▶ **Selected excerpt**:
Tracey stated that he wanted a baby goat, and contacted the man who supplied the alligator for the video of second single "Doing It". The man told him he needed to buy two as they get lonely if they are alone; he purchased them, naming one AJ and the other Tracey, with Tracey featuring on the cover art. He later donated the goats to a farm.

==Critical reception==

At Metacritic, which assigns a weighted mean rating out of 100 to reviews from mainstream publications, the album received a score of 81, based on 9 reviews, indicating "universal acclaim".

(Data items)

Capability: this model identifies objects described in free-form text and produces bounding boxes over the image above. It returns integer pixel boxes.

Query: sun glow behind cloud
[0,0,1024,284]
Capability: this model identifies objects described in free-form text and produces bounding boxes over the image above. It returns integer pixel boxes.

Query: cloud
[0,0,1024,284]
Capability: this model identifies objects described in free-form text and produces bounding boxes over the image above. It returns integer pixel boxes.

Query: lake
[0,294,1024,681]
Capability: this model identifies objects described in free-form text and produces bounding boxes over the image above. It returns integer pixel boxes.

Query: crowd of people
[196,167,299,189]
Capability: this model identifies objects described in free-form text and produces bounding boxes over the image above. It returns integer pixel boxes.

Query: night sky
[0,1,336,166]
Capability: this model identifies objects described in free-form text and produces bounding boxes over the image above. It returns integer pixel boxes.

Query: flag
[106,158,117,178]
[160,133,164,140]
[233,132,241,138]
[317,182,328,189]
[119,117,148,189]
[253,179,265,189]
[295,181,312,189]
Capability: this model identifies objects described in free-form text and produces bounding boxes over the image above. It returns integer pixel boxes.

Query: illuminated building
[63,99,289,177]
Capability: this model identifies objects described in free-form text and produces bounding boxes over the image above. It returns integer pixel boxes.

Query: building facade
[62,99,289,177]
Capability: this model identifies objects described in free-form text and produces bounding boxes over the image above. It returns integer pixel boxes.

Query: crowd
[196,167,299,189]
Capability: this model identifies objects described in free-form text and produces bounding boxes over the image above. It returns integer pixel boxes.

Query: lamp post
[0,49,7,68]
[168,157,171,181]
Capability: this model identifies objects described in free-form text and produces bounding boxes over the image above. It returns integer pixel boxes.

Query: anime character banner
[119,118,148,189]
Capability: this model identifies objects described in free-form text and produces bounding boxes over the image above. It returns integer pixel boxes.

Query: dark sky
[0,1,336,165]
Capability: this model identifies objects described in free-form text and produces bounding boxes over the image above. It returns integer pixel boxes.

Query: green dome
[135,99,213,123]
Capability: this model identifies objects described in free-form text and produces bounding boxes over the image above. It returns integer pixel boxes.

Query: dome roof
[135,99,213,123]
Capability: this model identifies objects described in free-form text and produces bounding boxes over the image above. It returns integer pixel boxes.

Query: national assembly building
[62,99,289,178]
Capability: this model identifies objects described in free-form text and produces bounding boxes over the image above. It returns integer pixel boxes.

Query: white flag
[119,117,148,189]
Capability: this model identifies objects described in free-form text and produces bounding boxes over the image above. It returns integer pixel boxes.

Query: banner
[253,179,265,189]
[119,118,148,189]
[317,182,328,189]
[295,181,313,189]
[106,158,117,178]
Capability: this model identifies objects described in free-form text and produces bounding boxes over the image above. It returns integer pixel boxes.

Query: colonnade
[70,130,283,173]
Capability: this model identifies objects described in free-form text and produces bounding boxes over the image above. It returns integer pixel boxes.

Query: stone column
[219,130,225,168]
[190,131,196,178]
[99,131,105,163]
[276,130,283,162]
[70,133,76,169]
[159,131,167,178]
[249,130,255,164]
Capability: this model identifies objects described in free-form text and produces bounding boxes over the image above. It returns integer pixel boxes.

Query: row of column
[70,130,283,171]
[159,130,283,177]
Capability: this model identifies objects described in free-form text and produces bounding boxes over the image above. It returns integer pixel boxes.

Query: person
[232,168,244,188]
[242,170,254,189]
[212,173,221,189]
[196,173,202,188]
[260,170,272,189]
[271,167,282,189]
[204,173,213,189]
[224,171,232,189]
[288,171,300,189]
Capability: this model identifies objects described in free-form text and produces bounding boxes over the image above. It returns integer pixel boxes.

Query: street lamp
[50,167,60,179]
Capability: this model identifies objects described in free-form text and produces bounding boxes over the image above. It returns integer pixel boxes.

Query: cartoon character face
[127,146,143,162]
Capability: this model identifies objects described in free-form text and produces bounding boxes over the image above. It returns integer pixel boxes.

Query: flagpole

▶ **Prompt A**:
Print everything in the album passage from "Tracey stated that" down to "goats to a farm.".
▶ **Prompt B**:
According to the album passage, how many reviews was the Metacritic score of 81 based on?
▶ **Prompt C**:
Using the album passage, explain in one to three sentences why two goats were bought instead of one.
The data items are material separate from the album passage.

▶ **Written response A**:
Tracey stated that he wanted a baby goat, and contacted the man who supplied the alligator for the video of second single "Doing It". The man told him he needed to buy two as they get lonely if they are alone; he purchased them, naming one AJ and the other Tracey, with Tracey featuring on the cover art. He later donated the goats to a farm.

▶ **Written response B**:
It was based on 9 reviews.

▶ **Written response C**:
The man who supplied the goats said he needed to buy two because goats get lonely if they are alone.